--- 出典 ---
○ ○ ○ ○

オーディションしたのがどうかわかんないけども、
もっというと意識的にやったのか
無意識にそうしたのかわかんないんですけど、
やっぱり「ベストな背の高さ」の子どもを
選んでそこに立たせていると思うんです。
それを選ぶのが監督の仕事というか、
センスなんだなというのが、ようやく、
なんかちょっとわかってきたんです。 |
糸井 |
そういうことを、三谷さんは、
「脚本ということばの中においては」
すでに散々やってきたはずだと思うんです。
たとえば、ある人物がしゃべるセリフの助詞が
「なぜ『が』じゃなくて『は』なのか」
というようなことは、
その古い映画の中の子どもの背の高さのように、
もう、当たり前に、選んできた。 |
三谷 |
そうですね。 |
糸井 |
で、そういうことばの仕事をしているときは、
「子どもの、ぴったりの背の高さ」ということには
逆に、目を向けちゃダメだと思うんですね。
つまり、「うわ、ちょうどいい子どもが
いなかったらたいへんじゃん!」って思いながら
脚本を書くわけにはいかないから。
だから、そういうことには目を閉じて書いてきた。

○ ○ ○ ○

--- 表示情報 ---
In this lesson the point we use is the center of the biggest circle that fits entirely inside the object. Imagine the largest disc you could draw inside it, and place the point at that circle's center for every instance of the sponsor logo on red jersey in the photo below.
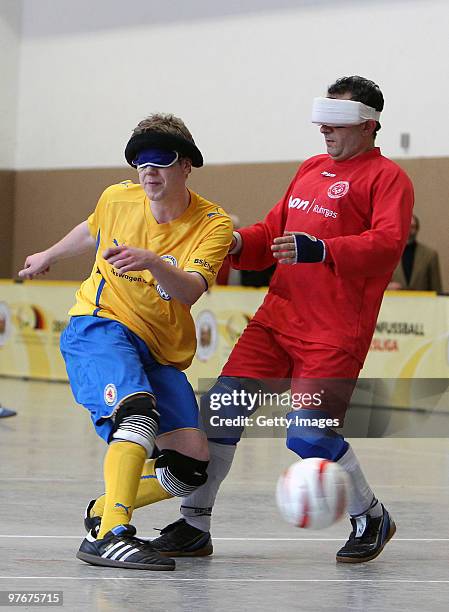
(338, 189)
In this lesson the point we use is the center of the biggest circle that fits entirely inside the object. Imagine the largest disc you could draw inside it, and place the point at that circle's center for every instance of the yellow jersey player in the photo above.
(158, 246)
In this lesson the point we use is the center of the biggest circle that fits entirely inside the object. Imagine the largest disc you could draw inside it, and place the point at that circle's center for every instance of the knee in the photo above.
(307, 439)
(180, 474)
(136, 420)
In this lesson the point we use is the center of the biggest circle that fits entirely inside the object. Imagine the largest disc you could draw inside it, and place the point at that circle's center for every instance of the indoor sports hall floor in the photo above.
(50, 466)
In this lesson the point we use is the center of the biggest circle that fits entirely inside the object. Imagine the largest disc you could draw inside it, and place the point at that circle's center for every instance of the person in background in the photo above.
(419, 268)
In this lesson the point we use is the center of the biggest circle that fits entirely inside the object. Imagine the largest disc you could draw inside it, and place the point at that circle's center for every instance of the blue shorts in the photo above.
(106, 362)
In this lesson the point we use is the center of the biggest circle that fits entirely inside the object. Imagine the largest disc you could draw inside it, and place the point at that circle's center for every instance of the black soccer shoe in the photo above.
(179, 539)
(368, 538)
(91, 523)
(120, 548)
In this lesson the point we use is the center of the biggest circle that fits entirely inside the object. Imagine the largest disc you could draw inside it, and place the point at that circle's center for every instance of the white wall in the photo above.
(10, 22)
(242, 81)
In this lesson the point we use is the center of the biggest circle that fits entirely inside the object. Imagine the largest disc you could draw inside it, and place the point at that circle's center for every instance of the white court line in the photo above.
(80, 537)
(251, 580)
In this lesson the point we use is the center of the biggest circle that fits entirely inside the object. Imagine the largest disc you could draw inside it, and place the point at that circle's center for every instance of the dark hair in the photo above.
(361, 90)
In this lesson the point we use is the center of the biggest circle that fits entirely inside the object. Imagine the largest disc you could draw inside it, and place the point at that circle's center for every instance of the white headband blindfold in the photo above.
(337, 112)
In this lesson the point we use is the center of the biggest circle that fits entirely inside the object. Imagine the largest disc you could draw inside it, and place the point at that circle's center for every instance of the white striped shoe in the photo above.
(121, 548)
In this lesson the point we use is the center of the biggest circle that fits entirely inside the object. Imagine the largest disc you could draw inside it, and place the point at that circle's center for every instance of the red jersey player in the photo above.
(337, 235)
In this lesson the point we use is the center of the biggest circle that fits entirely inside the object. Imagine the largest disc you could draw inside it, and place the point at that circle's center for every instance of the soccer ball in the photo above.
(313, 493)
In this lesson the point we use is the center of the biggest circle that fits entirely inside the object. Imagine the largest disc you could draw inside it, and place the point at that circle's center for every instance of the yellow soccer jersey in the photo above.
(196, 241)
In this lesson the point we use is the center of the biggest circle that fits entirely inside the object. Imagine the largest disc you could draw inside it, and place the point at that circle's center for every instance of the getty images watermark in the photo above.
(243, 402)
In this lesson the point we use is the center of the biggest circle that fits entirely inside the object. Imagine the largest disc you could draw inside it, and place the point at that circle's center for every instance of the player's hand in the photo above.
(284, 248)
(35, 265)
(128, 259)
(298, 247)
(394, 286)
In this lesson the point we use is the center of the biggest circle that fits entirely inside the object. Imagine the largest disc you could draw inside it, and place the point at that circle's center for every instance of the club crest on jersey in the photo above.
(173, 262)
(338, 189)
(110, 394)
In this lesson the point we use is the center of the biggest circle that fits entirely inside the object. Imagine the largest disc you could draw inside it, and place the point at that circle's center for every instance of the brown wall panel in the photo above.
(6, 221)
(49, 203)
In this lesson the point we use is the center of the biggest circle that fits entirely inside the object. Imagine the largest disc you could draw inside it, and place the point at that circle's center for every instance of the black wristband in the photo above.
(309, 249)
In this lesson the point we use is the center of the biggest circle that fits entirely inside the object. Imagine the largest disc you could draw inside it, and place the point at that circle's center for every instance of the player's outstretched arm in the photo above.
(76, 242)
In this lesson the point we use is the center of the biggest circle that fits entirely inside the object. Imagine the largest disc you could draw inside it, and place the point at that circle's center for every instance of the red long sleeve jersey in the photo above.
(361, 208)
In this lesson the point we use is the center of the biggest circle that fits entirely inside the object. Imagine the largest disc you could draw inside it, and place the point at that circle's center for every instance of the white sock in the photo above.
(197, 507)
(361, 500)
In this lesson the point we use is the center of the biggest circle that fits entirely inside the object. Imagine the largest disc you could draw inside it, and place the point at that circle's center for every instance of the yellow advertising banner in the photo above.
(410, 341)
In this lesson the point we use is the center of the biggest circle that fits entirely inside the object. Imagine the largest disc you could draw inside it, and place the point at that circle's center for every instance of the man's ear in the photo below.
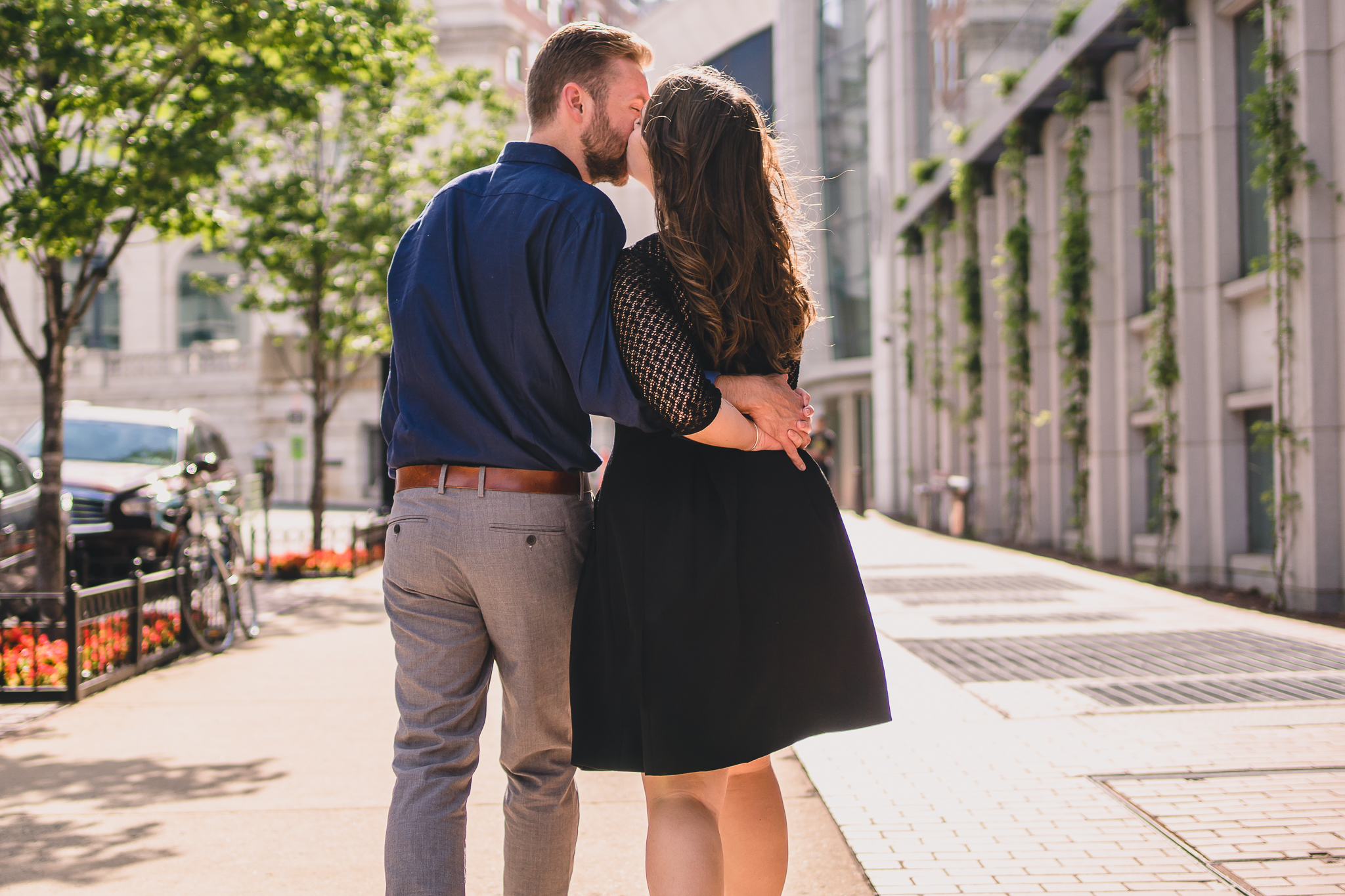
(575, 100)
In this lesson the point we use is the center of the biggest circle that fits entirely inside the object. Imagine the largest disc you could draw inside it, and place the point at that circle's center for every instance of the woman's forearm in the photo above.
(728, 429)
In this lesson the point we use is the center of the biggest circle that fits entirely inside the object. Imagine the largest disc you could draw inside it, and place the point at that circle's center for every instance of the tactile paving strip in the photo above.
(1042, 617)
(923, 584)
(990, 597)
(1179, 694)
(1265, 832)
(1122, 656)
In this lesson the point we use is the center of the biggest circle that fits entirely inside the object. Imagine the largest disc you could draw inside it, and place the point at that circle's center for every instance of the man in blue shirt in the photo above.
(498, 297)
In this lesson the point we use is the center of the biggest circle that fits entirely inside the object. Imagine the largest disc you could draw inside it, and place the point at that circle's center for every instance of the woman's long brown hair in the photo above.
(726, 217)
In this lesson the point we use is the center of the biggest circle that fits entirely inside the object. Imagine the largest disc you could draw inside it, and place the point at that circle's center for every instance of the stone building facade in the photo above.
(1224, 323)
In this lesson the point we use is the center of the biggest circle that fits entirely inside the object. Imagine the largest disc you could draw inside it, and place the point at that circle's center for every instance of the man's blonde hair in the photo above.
(580, 51)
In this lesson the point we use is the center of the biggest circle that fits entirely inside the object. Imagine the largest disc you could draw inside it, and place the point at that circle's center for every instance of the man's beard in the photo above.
(604, 152)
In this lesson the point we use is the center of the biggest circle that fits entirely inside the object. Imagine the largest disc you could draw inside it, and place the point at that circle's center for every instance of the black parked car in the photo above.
(124, 481)
(18, 513)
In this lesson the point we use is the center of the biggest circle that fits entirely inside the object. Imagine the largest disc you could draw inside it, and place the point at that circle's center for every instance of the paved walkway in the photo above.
(1060, 730)
(265, 770)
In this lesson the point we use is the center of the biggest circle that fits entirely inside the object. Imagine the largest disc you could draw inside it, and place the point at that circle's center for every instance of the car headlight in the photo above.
(136, 505)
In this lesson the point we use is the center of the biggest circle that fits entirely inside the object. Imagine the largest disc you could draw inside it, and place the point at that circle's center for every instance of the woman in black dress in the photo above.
(720, 614)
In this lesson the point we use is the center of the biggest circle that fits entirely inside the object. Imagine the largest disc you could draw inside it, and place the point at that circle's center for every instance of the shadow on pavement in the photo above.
(104, 785)
(55, 849)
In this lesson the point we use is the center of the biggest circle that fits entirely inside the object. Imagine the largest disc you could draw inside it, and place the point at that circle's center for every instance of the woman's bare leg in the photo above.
(682, 852)
(753, 832)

○ ○ ○ ○

--- 課題 ---
対談の「たとえば、ある人物がしゃべるセリフの助詞が」から「脚本を書くわけにはいかないから。」までを、両端も含めて一字一句そのまま書き写してください。 上の各行は使いません。

--- 本問の解答 ---
たとえば、ある人物がしゃべるセリフの助詞が
「なぜ『が』じゃなくて『は』なのか」
というようなことは、
その古い映画の中の子どもの背の高さのように、
もう、当たり前に、選んできた。 |
三谷 |
そうですね。 |
糸井 |
で、そういうことばの仕事をしているときは、
「子どもの、ぴったりの背の高さ」ということには
逆に、目を向けちゃダメだと思うんですね。
つまり、「うわ、ちょうどいい子どもが
いなかったらたいへんじゃん!」って思いながら
脚本を書くわけにはいかないから。